**Data extracts**
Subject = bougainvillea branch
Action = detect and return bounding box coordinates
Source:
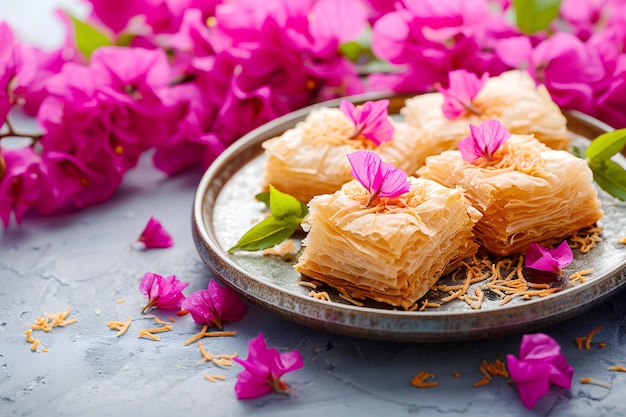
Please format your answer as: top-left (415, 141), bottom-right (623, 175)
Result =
top-left (2, 0), bottom-right (626, 226)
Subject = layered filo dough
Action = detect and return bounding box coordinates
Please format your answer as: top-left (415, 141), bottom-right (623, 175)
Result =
top-left (294, 177), bottom-right (482, 310)
top-left (262, 107), bottom-right (431, 202)
top-left (418, 134), bottom-right (603, 256)
top-left (401, 70), bottom-right (570, 154)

**What needs to be done**
Output the material verbatim, skipping the images.

**Your response**
Subject = bougainvillea branch
Action = detect and return bounding box coordinates
Source:
Please format your answer as: top-left (415, 141), bottom-right (623, 175)
Result =
top-left (2, 0), bottom-right (626, 226)
Subject = layered filo dough
Action = detect and return bounding box coordinates
Please format your answer as: top-left (415, 141), bottom-right (623, 175)
Result =
top-left (294, 177), bottom-right (482, 310)
top-left (262, 107), bottom-right (431, 202)
top-left (418, 134), bottom-right (603, 256)
top-left (401, 70), bottom-right (570, 154)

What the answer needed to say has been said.